* [TEXTO PROPORCIONADO]:

Despide a tu jefe

POCAS COSAS SE IGUALAN EN belleza al acto de mandar a un jefe a la mierda, con buenas maneras. El efecto resulta demoledor, no necesariamente para el jefe. Por aquí, apresurémonos a admitirlo, no tenemos demasiada costumbre. Y es una pena, pues nos privamos de un instante de extraordinaria vibración en el que se mezclan miedo y pasión, el color rojo y el negro. Hay muchos modos de enviar a la mierda a un jefe que ni siquiera incluyen la palabra mierda, aunque también exigen una dosis de temeridad. Tengo un amigo dotado de unos modales exquisitos, que aprendió durante un fin de semana en Oxford. Jamás ha tenido una mala palabra, ni siquiera una palabra fea -como mierda- para sus superiores. Se corta las uñas cada tres días, está en contra de los zapatos de hebilla y almidona las camisas, así que hasta cierto punto es natural su exquisitez. Su pasión por las pulcras palabras hacia sus jefes es motivo de inspiración. En cambio, ya va por una docena de aventuras con las parejas de esos jefes. En la vida, al final, te salva siempre tu estilo. Da igual lo que hagas, siempre que no renuncies a tu clase proverbial y suave.

* [MATERIAL MOSTRADO]:
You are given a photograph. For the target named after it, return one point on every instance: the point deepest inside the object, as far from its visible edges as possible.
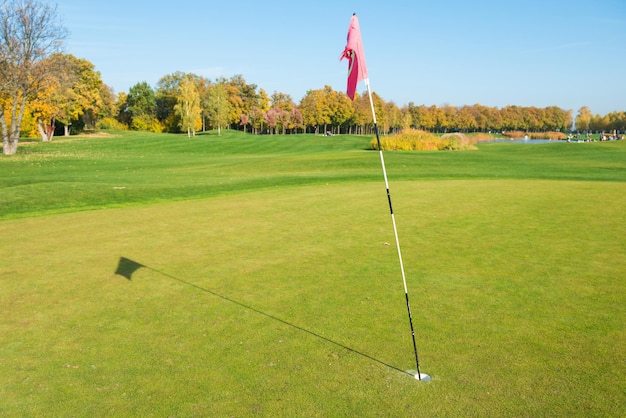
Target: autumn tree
(583, 119)
(218, 106)
(188, 106)
(28, 34)
(74, 90)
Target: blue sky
(496, 53)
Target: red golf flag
(357, 70)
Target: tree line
(43, 91)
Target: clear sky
(566, 53)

* [CONSIGNA BREVE 1]: ¿Cómo resumirías en dos oraciones el texto proporcionado?
* [CONSIGNA BREVE 2]: ¿Concuerdan con el texto proporcionado estas afirmaciones? Contesta sí o no a cada una y cita las palabras exactas del texto que lo deciden. (a) El amigo aprendió sus modales durante un año en Oxford. (b) El amigo se corta las uñas cada tres días. (c) Por aquí hay mucha costumbre de mandar a los jefes a la mierda.

* [RESPUESTA REDACTADA 1]: Pocas cosas igualan en belleza el acto de mandar a un jefe a la mierda con buenas maneras, algo de lo que por aquí no hay demasiada costumbre y que puede hacerse incluso sin pronunciar esa palabra. Un amigo de modales exquisitos jamás ha tenido una palabra fea para sus superiores, pero ya va por una docena de aventuras con las parejas de esos jefes, y al final siempre te salva tu estilo.

* [RESPUESTA REDACTADA 2]:
(a) No: «que aprendió durante un fin de semana en Oxford».
(b) Sí: «Se corta las uñas cada tres días».
(c) No: «no tenemos demasiada costumbre».